◆ **Stated task**: Scale the records from the line with "shape point(259, 173)" up to and including the line with "point(255, 167)". Rewrite those lines with their requests, multiplying each coordinate in the answer points by 0.3 and rounding to a whole number with halves going up, and leave the numbers in the requests and their sample shapes unchanged.

◆ **Data for processing**:
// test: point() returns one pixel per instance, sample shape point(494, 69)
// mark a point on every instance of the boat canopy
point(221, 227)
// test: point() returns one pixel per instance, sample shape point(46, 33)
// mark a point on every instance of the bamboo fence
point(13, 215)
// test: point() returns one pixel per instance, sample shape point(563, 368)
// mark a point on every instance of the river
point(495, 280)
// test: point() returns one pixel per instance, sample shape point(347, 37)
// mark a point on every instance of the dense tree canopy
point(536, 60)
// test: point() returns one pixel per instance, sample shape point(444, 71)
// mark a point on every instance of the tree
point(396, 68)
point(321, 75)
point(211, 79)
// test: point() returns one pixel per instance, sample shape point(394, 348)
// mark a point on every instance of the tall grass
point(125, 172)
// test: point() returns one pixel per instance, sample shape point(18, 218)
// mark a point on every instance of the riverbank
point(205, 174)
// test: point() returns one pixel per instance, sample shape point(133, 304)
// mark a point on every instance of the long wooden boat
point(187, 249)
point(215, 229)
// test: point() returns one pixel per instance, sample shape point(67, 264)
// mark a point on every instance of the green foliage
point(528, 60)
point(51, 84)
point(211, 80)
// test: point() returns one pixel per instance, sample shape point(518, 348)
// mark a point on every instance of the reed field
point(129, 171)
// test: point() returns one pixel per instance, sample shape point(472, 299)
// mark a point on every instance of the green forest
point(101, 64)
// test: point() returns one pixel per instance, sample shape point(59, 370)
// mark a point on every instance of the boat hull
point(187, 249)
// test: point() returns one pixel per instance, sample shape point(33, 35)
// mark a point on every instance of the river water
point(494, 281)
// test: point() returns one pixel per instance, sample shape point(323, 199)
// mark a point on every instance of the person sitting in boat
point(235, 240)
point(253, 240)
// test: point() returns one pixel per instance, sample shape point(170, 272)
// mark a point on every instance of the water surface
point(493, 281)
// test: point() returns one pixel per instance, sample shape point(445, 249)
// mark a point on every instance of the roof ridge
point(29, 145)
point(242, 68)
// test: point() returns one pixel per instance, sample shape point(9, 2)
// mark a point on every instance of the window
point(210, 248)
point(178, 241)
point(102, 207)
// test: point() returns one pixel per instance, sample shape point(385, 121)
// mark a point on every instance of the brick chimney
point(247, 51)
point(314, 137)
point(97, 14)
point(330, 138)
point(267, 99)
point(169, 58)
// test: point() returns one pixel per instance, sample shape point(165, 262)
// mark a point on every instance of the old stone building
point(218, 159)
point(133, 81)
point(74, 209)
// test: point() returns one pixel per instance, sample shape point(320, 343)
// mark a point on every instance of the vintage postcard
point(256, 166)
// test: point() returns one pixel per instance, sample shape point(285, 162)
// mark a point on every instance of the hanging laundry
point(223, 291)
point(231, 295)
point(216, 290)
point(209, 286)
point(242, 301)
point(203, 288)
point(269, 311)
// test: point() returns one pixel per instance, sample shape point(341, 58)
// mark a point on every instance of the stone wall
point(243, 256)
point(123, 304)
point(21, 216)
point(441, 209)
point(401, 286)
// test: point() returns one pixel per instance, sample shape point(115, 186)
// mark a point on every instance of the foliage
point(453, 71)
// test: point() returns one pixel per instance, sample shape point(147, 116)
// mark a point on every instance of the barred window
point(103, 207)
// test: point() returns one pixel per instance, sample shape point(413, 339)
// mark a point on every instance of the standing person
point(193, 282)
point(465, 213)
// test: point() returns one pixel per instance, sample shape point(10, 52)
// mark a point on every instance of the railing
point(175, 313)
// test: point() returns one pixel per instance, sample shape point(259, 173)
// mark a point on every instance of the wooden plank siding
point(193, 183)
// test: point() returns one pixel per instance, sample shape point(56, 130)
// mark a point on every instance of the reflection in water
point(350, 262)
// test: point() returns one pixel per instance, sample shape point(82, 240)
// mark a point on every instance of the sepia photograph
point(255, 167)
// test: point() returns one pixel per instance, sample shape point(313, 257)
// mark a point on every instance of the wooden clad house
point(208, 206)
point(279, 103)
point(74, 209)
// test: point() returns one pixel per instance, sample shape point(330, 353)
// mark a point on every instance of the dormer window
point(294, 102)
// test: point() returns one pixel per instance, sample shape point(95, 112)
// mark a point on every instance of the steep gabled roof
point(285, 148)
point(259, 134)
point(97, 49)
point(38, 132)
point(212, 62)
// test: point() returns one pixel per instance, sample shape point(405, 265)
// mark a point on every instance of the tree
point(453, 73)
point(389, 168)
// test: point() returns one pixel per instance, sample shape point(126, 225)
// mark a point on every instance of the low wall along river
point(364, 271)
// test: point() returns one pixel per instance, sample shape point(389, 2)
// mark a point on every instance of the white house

◆ **Solution for this problem**:
// test: point() returns one pixel per instance, sample shape point(259, 173)
// mark a point on every instance of the wooden plank siding
point(58, 55)
// test: point() returns one pixel per instance, sample shape point(56, 130)
// mark a point on every instance of the reflection in water
point(105, 79)
// test: point() returns one pixel per instance, sample shape point(82, 240)
// mark a point on every instance of the sepia photograph
point(77, 50)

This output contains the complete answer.